Return every line from the one with "point: hockey stick" through the one with "point: hockey glove", inclusive, exactly as it appears below.

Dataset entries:
>>>
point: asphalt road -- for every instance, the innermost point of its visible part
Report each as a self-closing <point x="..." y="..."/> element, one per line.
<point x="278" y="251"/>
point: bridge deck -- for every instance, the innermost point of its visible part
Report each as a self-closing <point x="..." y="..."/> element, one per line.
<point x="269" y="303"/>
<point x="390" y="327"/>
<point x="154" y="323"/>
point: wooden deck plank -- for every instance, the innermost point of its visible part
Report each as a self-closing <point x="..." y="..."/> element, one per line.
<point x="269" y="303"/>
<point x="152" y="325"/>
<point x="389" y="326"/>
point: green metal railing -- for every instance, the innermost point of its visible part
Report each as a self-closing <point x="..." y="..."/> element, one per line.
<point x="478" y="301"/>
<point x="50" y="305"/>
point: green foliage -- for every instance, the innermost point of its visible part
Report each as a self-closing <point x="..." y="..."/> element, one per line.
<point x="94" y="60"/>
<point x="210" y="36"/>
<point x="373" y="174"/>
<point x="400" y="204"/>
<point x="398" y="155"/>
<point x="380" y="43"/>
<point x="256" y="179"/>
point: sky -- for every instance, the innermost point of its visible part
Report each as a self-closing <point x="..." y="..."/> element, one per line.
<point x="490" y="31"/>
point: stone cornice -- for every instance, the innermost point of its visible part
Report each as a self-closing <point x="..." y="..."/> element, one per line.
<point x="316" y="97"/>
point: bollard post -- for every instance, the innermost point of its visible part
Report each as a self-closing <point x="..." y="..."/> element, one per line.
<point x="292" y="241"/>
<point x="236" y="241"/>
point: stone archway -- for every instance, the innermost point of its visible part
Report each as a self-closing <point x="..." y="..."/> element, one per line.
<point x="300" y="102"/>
<<<
>>>
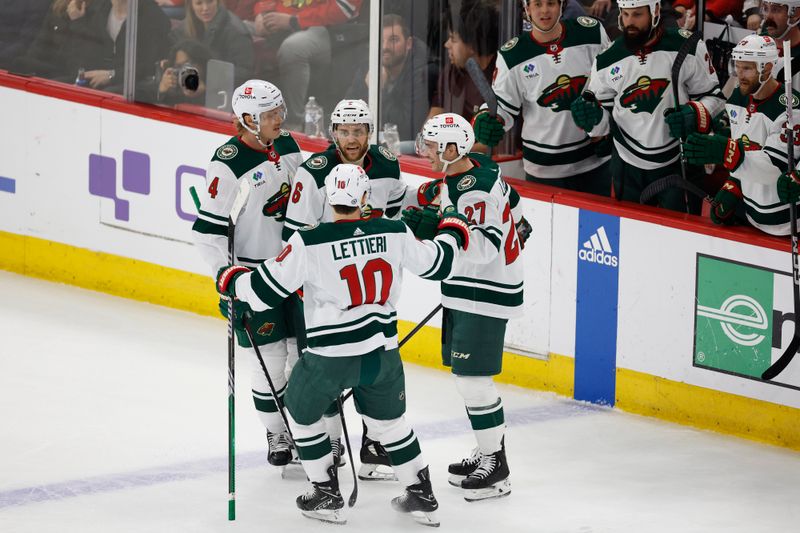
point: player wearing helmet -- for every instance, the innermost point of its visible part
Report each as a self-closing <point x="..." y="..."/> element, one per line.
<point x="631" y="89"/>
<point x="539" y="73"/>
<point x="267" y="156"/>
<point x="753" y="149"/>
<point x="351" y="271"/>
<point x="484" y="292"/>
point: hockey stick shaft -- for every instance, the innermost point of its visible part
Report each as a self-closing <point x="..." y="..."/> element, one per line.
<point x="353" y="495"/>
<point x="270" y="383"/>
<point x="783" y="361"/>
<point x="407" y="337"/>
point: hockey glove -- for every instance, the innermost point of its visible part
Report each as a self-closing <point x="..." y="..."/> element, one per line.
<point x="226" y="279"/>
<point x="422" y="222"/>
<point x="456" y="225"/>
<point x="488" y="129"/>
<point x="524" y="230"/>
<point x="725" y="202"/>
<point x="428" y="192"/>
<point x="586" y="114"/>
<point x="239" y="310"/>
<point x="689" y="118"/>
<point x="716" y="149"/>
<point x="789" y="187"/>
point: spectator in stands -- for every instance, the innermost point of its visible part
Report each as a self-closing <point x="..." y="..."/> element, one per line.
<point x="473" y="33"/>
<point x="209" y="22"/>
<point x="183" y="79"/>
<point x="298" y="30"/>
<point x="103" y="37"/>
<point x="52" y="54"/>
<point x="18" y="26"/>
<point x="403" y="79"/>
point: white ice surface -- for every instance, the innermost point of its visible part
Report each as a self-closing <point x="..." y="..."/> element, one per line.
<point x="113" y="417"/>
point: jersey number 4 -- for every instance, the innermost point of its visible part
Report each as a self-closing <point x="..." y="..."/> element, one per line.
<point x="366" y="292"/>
<<<
Response to the task:
point: hockey stick shaft -- for every instance, the innermost point of its visible part
Report each as a self-closing <point x="..." y="..."/> element, one per line.
<point x="353" y="495"/>
<point x="270" y="383"/>
<point x="783" y="361"/>
<point x="407" y="337"/>
point: hockey glove -- for every instance, the innermost point of its visible part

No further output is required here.